**Material fornecido**:
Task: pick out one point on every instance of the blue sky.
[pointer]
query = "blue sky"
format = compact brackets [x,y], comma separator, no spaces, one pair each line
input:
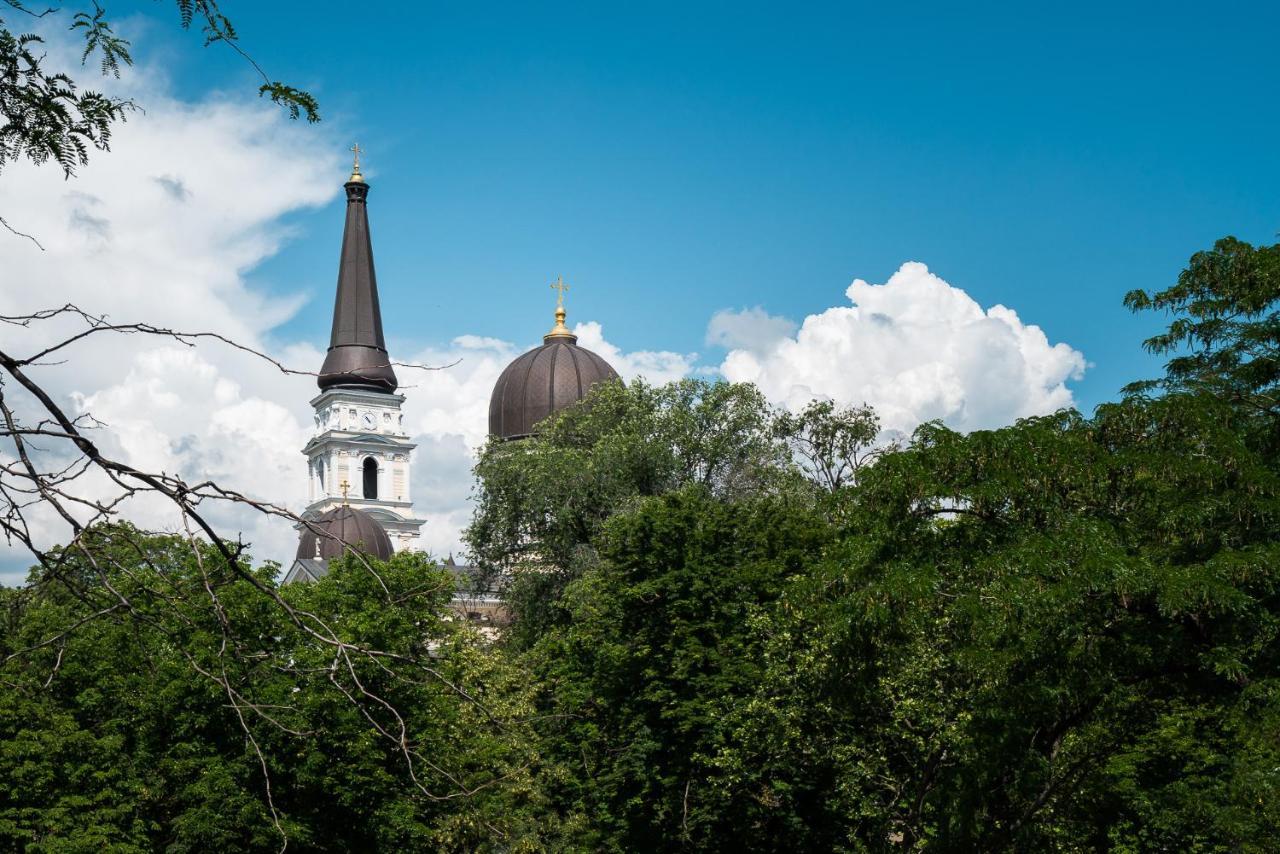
[673,160]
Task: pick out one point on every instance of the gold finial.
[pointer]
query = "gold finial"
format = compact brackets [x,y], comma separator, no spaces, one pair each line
[560,329]
[355,164]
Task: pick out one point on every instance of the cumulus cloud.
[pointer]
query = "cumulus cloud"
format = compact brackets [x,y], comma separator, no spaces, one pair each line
[163,229]
[915,347]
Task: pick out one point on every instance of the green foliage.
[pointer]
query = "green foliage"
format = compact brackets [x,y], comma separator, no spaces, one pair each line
[48,117]
[732,633]
[543,501]
[1226,319]
[1060,635]
[149,727]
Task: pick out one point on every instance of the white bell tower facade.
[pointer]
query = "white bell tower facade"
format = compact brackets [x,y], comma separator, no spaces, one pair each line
[360,453]
[361,456]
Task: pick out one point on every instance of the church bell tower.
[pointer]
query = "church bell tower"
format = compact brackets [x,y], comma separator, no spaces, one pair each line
[360,455]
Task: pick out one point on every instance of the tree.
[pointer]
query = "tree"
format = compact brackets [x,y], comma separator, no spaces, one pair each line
[663,640]
[169,726]
[49,117]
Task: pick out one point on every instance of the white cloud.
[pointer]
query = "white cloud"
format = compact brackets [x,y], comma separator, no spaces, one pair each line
[193,195]
[915,347]
[160,229]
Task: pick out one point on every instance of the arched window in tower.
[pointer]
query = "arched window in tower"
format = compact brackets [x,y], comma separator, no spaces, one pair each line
[370,478]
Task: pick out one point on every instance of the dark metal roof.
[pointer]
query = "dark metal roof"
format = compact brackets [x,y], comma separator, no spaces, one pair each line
[357,354]
[343,529]
[544,380]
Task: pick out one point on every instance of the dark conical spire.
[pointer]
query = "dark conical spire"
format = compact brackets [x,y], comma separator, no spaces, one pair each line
[357,354]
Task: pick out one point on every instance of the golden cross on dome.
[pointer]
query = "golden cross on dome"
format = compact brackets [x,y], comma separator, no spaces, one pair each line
[560,329]
[355,165]
[558,284]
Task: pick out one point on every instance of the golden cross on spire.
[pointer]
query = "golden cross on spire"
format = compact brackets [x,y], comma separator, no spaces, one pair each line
[355,164]
[558,284]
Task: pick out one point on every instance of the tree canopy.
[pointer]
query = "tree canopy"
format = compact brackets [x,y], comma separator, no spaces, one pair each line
[735,628]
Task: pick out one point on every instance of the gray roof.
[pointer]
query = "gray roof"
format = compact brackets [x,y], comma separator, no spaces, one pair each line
[544,380]
[357,352]
[343,529]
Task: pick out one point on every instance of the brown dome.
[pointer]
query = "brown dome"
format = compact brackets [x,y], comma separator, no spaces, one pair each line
[343,529]
[544,380]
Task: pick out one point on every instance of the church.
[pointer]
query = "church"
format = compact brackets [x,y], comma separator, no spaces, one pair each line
[360,459]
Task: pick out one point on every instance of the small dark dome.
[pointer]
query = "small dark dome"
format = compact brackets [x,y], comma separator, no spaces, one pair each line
[544,380]
[344,528]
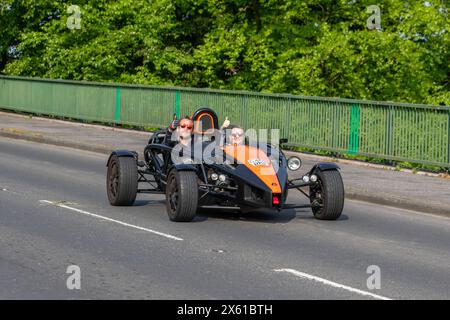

**O que se pede**:
Devolva cada linha dos registros em que aparece a palavra "brown", levando em conta a distinção entre maiúsculas e minúsculas.

**Resposta**:
Task: pick out one point on every instance of the brown dome.
query = "brown dome"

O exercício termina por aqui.